TERMS OF PAYMENT. Invoices shall be dated no earlier than date of shipment or delivery of the product or service. The discount period begins upon receipt of invoice, required delivery date, or date any applicable discrepancy is resolved, whichever date is later. Buyer will pay non-discountable invoices thirty (30) days after receipt of invoice, required delivery date, acceptance, or the date any applicable non-conformity is resolved, whichever date is later.
b. Attachments. Documents designated by Buyer in the body of the Purchase Order, including supplemental terms and conditions, if any, are incorporated by reference the same as if set out in full therein.
c. Changes. The Buyer reserves the right at any time to issue a written change order or amendment to the Purchase Order concerning any of the following: (a) specifications, drawings, and data incorporated in the Purchase Order where the items to be furnished are to be specially manufactured for the Buyer; (b) quantity; (c) methods of shipment or packaging, (d) place of delivery, (e) time of delivery; or (f) any other matters affecting this Purchase Order.
d. Termination. Buyer may terminate the Purchase Order for its convenience, in whole or in part, at any time prior to shipment by (written or electronic) notice to Seller. Upon receipt of such termination notice, Seller shall promptly comply with the directions contained in such notice and shall, as required, (a) take action necessary to terminate the work as provided in the notice, minimizing costs and liabilities for the terminated work, and (b) continue the performance of any part of the work not terminated by Buyer.
e. Assignment. Seller may not assign, transfer, or subcontract this Purchase Order or any right or obligation hereunder without Buyer’s written consent.
f. Excusable Delay. Fires, floods, strikes, accidents, shortages, or other causes beyond the reasonable control of the parties, which prevent Seller from delivering, or Buyer from receiving, any of the goods and services covered by this Purchase Order, shall suspend deliveries until the cause is removed, subject, however, to Buyer’s right of termination for convenience under Paragraph 5.
g. Packaging, Packing List, and BOL and Delivery. Seller shall be responsible for proper packaging, loading, and tie-down to prevent damage during transportation. Buyer’s weight and/or count will be accepted as final and conclusive on all shipments not accompanied by a packing list. Delivery to Buyer shall be construed as the on dock date at Buyers facility (required date) as noted on PO. Buyer will not accept shipments prior to two weeks in advance of the required dock date unless otherwise authorized in writing.
h. Inspection. All goods and services furnished hereunder will be subject to inspection and test by Buyer at all times and places and will be subject to Buyer’s final inspection and approval within a reasonable time after delivery. It is the supplier’s responsibility to ensure that all product, assembly, material and process specifications reflect the latest revision levels. If Seller delivers non-conforming goods, Buyer may at its option and at Seller’s expense: (i) reject and return the goods for credit or refund; (ii) require Seller to promptly correct or replace the goods; (iii) correct the goods; or (iv) obtain replacement goods from another source. Seller shall not redeliver corrected or rejected goods without disclosing the former rejection or requirement for correction. Seller shall disclose any corrective action taken. Repair, replacement and other correction and redelivery shall be completed within the original delivery schedule or such later time as Buyer may reasonably direct. All costs, expenses and loss of value incurred as a result of or in connection with nonconformance and repair, replacement or other correction may be recovered from Seller by equitable price reduction or credit against any amounts that may be owed to Seller under this purchase order or another. Payment for any goods or services shall not be deemed acceptance and in no event shall Buyer incur any liability for payment for rejected goods or services.
■ ■ ■ ■ ■
▶ [Tasks for this exercise]
a - Render this sentence from the purchase order terms in French: "Seller may not assign, transfer, or subcontract this Purchase Order or any right or obligation hereunder without Buyer’s written consent."
b - Extract from the purchase order terms the stretch from "d. Termination. Buyer" through "Buyer’s written consent.", word for word.
The records are separate material and have no connection to the purchase order terms.
■ ■ ■ ■ ■
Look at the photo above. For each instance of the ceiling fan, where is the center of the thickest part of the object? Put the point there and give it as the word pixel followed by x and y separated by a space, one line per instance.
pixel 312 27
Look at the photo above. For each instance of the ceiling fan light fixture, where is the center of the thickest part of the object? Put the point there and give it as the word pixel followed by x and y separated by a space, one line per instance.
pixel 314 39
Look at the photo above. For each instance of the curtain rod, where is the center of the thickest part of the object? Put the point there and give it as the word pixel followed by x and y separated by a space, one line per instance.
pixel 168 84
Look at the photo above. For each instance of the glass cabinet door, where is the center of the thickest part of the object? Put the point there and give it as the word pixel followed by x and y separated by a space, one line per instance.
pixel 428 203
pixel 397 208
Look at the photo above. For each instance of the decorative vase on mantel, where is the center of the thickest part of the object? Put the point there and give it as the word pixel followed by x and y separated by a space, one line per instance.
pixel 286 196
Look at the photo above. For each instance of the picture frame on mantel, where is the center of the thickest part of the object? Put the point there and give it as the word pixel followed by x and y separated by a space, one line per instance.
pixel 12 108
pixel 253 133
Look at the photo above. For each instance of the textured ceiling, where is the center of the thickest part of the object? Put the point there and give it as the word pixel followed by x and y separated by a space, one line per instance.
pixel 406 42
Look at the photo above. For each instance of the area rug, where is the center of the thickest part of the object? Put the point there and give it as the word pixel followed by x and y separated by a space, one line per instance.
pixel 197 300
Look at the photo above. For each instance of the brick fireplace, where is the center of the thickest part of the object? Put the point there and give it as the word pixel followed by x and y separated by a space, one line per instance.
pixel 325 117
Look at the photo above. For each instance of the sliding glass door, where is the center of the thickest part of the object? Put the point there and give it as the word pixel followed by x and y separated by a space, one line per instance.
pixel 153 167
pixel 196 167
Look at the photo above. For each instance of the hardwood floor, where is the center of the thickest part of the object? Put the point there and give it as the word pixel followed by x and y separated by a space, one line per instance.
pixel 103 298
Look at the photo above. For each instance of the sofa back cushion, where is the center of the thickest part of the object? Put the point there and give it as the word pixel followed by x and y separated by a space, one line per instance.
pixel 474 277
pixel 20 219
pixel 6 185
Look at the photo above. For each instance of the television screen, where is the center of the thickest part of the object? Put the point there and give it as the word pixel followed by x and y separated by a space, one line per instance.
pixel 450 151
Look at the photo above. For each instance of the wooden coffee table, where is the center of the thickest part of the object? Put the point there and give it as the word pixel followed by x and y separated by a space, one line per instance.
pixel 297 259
■ ■ ■ ■ ■
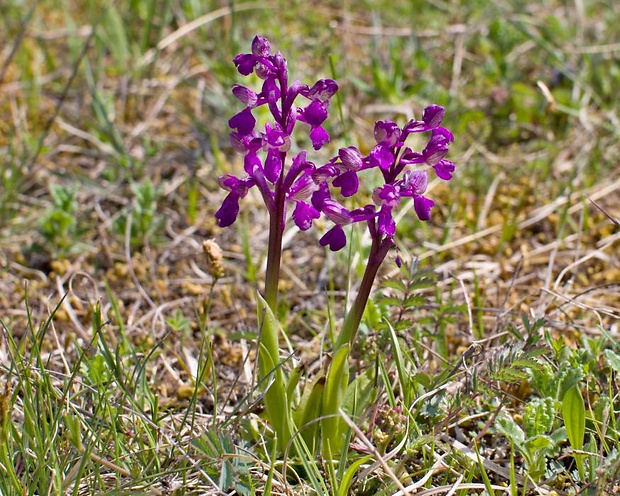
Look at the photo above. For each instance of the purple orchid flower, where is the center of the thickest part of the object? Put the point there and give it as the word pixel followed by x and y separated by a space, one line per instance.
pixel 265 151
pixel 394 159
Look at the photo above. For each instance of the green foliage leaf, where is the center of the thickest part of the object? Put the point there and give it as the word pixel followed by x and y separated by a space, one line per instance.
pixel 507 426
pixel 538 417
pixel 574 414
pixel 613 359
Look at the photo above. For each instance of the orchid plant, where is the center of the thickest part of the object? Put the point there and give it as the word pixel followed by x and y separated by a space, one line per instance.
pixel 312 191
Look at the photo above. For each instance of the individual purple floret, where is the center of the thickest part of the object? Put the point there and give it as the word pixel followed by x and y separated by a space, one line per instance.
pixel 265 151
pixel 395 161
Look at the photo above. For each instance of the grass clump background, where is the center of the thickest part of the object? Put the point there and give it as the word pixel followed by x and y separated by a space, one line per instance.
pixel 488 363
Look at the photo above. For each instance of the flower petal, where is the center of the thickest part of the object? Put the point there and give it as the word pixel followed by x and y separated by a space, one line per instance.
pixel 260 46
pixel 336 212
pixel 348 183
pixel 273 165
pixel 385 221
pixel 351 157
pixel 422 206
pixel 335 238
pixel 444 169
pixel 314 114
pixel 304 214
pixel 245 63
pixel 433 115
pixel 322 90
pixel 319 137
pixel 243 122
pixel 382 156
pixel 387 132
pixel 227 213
■ ■ ■ ■ ■
▶ [Solutions for each task]
a - Le Vendeur ne peut céder, transférer ou sous-traiter le présent Bon de commande, ni aucun droit ou obligation qui en découle, sans le consentement écrit de l’Acheteur.

b -
d. Termination. Buyer may terminate the Purchase Order for its convenience, in whole or in part, at any time prior to shipment by (written or electronic) notice to Seller. Upon receipt of such termination notice, Seller shall promptly comply with the directions contained in such notice and shall, as required, (a) take action necessary to terminate the work as provided in the notice, minimizing costs and liabilities for the terminated work, and (b) continue the performance of any part of the work not terminated by Buyer.
e. Assignment. Seller may not assign, transfer, or subcontract this Purchase Order or any right or obligation hereunder without Buyer’s written consent.